*** Information given
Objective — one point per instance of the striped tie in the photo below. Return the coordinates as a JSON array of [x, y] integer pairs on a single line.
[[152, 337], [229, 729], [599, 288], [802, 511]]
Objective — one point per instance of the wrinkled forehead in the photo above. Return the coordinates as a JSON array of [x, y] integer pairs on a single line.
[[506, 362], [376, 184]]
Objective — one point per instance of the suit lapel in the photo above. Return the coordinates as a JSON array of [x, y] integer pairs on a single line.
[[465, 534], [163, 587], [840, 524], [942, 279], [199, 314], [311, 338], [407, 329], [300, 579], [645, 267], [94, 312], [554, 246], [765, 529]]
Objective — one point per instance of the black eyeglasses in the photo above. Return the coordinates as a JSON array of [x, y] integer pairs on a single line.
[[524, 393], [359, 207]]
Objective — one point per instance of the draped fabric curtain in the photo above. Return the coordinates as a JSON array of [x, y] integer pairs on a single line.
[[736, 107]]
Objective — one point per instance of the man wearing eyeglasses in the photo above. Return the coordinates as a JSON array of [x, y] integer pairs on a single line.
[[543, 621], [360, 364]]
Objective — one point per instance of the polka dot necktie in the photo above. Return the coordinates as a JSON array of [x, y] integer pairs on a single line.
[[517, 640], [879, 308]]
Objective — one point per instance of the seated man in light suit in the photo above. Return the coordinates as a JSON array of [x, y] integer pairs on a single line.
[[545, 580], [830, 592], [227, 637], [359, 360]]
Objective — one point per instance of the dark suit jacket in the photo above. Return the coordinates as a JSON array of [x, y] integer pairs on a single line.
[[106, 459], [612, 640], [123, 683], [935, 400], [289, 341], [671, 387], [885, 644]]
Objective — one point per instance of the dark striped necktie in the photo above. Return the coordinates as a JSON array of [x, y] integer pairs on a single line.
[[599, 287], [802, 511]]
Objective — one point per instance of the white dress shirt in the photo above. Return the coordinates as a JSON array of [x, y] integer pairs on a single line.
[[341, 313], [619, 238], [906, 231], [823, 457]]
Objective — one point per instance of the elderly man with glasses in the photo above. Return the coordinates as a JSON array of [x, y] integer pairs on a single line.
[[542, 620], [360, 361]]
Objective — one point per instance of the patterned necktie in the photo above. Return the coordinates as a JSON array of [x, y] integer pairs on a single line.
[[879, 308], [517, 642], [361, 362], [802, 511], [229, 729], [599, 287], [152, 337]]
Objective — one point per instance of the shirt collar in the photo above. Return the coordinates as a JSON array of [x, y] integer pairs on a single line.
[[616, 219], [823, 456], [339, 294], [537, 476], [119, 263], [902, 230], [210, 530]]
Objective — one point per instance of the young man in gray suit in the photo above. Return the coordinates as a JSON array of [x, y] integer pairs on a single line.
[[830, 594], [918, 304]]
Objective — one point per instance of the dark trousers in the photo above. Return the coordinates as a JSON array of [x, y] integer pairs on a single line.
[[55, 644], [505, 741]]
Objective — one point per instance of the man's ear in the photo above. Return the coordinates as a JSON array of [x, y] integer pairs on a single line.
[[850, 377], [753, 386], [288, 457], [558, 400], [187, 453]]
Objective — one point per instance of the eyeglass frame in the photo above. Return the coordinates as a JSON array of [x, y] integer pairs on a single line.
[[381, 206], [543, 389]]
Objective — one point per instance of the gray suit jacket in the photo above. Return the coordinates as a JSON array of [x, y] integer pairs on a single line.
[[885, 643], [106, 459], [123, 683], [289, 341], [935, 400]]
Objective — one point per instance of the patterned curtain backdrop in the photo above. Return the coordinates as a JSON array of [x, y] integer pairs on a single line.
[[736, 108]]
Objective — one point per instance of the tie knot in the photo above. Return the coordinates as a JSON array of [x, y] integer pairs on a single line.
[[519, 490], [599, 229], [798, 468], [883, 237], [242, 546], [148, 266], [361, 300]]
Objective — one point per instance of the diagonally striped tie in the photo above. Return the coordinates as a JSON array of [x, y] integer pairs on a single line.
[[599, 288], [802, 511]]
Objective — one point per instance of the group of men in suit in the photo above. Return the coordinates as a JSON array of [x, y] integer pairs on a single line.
******
*** Information given
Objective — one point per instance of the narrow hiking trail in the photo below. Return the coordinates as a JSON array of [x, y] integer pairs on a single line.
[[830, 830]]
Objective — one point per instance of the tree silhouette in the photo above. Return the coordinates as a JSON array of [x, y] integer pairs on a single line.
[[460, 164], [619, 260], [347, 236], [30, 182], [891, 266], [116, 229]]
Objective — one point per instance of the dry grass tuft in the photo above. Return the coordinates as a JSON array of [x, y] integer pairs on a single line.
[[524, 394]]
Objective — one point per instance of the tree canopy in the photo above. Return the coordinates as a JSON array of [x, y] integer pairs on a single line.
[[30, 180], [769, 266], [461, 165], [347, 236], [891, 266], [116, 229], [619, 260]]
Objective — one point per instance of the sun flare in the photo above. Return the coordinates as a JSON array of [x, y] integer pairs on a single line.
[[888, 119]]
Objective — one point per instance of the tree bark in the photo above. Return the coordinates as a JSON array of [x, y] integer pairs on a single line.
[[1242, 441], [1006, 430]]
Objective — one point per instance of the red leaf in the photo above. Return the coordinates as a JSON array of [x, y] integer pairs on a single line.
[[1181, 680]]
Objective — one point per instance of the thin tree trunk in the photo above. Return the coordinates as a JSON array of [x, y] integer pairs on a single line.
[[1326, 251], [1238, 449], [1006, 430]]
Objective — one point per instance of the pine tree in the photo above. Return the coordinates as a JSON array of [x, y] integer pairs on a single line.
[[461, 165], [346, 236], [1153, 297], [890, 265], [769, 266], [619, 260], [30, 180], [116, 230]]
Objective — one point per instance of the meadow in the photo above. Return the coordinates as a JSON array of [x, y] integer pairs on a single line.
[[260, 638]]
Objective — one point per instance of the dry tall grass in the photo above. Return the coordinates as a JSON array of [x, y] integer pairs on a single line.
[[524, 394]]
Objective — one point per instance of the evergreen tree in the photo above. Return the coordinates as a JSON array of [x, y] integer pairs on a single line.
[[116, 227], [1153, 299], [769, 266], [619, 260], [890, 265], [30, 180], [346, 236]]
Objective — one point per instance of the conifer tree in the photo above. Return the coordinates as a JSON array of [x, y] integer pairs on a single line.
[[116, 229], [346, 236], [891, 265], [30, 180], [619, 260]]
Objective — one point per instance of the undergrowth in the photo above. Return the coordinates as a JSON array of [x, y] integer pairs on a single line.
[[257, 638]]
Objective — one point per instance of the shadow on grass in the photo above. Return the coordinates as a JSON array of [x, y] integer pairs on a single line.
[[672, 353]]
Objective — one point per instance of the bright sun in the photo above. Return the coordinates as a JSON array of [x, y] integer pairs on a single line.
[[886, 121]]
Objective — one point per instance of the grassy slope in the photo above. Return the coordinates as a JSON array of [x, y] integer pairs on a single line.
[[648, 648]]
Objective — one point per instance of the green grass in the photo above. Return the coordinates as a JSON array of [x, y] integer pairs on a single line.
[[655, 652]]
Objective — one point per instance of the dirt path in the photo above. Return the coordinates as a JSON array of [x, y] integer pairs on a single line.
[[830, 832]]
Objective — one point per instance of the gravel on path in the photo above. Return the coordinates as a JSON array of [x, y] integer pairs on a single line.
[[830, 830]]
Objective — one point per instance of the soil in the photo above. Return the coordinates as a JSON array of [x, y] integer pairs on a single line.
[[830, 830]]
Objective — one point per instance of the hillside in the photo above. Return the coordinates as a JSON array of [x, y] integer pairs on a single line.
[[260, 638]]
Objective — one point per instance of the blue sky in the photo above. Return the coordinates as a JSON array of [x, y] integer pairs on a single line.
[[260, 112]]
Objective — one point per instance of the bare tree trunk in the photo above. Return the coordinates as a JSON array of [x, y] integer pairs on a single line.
******
*** Information given
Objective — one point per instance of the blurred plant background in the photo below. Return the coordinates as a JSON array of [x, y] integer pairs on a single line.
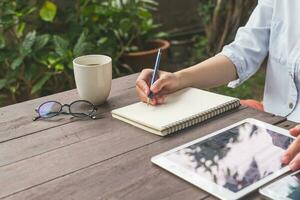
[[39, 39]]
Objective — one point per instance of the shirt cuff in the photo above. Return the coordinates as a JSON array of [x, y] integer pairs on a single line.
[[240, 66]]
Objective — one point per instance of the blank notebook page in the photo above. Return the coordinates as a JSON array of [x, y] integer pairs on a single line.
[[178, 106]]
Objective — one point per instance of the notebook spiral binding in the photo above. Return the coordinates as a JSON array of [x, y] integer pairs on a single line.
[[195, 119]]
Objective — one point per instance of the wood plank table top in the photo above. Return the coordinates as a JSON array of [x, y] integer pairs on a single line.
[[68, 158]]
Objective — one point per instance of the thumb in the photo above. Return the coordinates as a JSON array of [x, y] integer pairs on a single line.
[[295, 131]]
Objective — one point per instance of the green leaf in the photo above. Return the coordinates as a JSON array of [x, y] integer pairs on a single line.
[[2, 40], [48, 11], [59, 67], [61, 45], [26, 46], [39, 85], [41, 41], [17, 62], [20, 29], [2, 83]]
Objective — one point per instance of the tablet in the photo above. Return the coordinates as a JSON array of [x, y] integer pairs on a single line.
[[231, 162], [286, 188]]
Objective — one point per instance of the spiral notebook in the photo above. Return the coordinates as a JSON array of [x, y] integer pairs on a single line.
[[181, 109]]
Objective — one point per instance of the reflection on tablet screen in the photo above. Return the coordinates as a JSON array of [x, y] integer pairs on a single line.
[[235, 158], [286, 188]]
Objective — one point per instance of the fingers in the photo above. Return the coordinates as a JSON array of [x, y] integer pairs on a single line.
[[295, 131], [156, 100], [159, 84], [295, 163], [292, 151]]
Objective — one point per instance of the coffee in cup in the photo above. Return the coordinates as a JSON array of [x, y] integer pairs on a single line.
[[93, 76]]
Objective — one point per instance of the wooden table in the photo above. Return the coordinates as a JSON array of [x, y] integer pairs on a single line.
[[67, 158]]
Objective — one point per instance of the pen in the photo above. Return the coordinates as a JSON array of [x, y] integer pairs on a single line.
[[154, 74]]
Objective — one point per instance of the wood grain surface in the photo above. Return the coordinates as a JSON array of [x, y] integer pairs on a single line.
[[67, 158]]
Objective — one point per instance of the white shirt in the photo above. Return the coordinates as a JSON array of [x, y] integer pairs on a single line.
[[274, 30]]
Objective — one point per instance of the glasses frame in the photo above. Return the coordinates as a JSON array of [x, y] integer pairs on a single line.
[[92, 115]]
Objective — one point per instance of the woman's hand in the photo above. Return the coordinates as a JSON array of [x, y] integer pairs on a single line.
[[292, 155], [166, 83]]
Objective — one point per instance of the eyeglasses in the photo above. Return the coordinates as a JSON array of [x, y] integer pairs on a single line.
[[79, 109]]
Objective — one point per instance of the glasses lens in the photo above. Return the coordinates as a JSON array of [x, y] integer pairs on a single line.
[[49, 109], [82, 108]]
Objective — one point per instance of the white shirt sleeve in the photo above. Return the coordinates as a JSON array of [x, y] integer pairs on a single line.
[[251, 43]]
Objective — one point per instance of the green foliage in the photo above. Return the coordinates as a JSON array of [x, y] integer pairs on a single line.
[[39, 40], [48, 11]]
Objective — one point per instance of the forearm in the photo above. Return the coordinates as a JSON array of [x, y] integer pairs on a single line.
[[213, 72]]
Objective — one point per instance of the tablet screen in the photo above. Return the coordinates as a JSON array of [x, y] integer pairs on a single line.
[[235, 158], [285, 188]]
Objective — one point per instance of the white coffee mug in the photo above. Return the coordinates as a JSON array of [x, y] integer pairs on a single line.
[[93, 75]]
******
## [Task details]
Please copy out the stretch of lines from the one containing "Objective — one point per instance of the woman's" through the one containing "[[79, 109]]", both ends included, and nothing more.

## [Exercise result]
Objective — one point per instance of the woman's hand in the photo above. Return the coordinates as a JSON array of [x, y] integer pairs on a single line.
[[292, 155], [166, 83]]
Objective — one point per instance of the eyeglasses in the photo above. Return the coordinates as a JSON array of [x, y] integer pairs on a single line.
[[79, 109]]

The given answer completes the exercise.